Give every line of the material again, exactly as written.

#####

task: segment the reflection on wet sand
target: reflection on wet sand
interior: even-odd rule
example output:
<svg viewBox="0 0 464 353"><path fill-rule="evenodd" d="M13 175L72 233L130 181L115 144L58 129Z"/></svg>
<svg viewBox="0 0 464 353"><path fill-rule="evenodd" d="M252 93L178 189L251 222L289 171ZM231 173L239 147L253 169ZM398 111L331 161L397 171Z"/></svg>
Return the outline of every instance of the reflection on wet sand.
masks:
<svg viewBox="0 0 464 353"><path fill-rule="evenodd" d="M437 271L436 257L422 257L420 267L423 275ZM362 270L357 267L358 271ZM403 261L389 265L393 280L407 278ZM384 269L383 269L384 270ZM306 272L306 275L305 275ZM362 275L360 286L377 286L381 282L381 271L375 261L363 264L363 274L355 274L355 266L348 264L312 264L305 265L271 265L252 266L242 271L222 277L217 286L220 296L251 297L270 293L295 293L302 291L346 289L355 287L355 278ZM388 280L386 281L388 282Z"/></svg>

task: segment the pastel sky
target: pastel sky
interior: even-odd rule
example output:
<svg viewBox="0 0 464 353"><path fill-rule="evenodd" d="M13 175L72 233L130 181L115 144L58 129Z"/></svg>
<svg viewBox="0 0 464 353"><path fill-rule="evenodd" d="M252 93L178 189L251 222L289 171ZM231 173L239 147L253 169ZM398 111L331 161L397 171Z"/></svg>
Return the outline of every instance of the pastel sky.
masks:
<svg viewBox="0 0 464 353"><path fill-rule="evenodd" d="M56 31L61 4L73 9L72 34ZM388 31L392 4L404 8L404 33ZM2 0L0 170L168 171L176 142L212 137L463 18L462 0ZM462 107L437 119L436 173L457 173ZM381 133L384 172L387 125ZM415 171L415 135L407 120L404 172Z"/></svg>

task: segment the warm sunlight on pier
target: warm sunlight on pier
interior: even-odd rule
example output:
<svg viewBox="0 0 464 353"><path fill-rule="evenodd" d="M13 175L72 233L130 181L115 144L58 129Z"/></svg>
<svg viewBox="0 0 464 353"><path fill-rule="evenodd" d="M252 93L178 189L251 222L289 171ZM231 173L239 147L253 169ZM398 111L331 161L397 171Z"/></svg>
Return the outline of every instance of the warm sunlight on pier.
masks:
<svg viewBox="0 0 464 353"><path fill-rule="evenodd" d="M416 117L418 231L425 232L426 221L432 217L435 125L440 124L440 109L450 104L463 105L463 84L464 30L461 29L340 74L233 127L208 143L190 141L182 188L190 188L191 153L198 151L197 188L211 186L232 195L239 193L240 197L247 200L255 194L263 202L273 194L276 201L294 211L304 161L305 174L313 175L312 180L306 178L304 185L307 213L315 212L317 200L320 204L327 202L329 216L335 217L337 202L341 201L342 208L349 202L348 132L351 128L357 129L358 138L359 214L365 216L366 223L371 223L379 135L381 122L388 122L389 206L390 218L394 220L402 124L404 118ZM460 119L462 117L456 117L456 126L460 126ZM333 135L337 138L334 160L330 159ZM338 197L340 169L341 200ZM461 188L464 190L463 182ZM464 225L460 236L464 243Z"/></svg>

#####

## Final result
task: segment the reflection on wet sand
target: reflection on wet sand
interior: even-odd rule
example output:
<svg viewBox="0 0 464 353"><path fill-rule="evenodd" d="M13 175L72 233L130 181L115 144L58 129Z"/></svg>
<svg viewBox="0 0 464 353"><path fill-rule="evenodd" d="M252 93L178 189L251 222L289 171ZM231 173L239 147L253 169ZM398 111L331 161L397 171Z"/></svg>
Return the outline of every instance of the reflection on wet sand.
masks:
<svg viewBox="0 0 464 353"><path fill-rule="evenodd" d="M437 271L436 257L422 257L420 267L423 275ZM362 270L357 267L358 271ZM403 261L389 265L393 280L407 278ZM384 269L383 269L384 270ZM306 272L306 275L305 275ZM362 275L360 286L377 286L381 282L381 271L375 261L363 264L363 274L355 274L355 266L348 264L312 264L305 265L271 265L252 266L242 271L222 277L217 286L220 296L251 297L270 293L295 293L302 291L346 289L355 287L355 278ZM388 280L386 281L388 282Z"/></svg>

task: segment the pastel sky
target: pastel sky
interior: even-odd rule
example output:
<svg viewBox="0 0 464 353"><path fill-rule="evenodd" d="M13 175L72 233L130 181L115 144L58 129Z"/></svg>
<svg viewBox="0 0 464 353"><path fill-rule="evenodd" d="M252 93L178 189L251 222L289 171ZM231 173L239 147L253 169ZM398 111L331 161L397 171Z"/></svg>
Return the outline of every instance of the pastel sky.
masks:
<svg viewBox="0 0 464 353"><path fill-rule="evenodd" d="M56 31L61 4L73 9L72 34ZM388 31L392 4L404 8L404 33ZM2 0L0 170L168 171L176 142L212 137L463 18L462 0ZM462 107L437 119L436 173L457 173ZM381 133L384 172L387 125ZM415 171L415 135L407 120L404 172Z"/></svg>

task: segment the warm sunlight on pier
target: warm sunlight on pier
interior: even-odd rule
example output:
<svg viewBox="0 0 464 353"><path fill-rule="evenodd" d="M13 175L72 233L130 181L115 144L58 129Z"/></svg>
<svg viewBox="0 0 464 353"><path fill-rule="evenodd" d="M252 93L178 189L251 222L289 171ZM231 173L239 147L253 169ZM398 111L331 161L397 171Z"/></svg>
Return the outline of every instance of the warm sunlight on pier.
masks:
<svg viewBox="0 0 464 353"><path fill-rule="evenodd" d="M416 117L418 231L425 232L426 221L432 217L435 125L440 124L440 109L450 104L463 105L463 84L464 30L461 29L340 74L233 127L208 143L190 141L182 188L190 188L191 153L198 151L197 188L211 186L232 195L239 193L240 197L247 200L255 194L263 202L273 194L276 201L294 211L304 161L305 174L313 175L312 180L306 178L304 185L307 213L315 212L317 200L320 204L327 202L329 216L335 217L337 202L341 201L342 208L349 202L348 132L351 128L357 129L358 138L359 214L365 216L366 223L371 223L379 135L381 122L388 122L389 206L390 218L394 220L402 124L404 118ZM460 119L462 117L456 117L456 126L460 126ZM333 135L337 138L334 160L330 159ZM338 197L340 169L341 200ZM461 188L464 190L463 182ZM464 225L460 236L464 243Z"/></svg>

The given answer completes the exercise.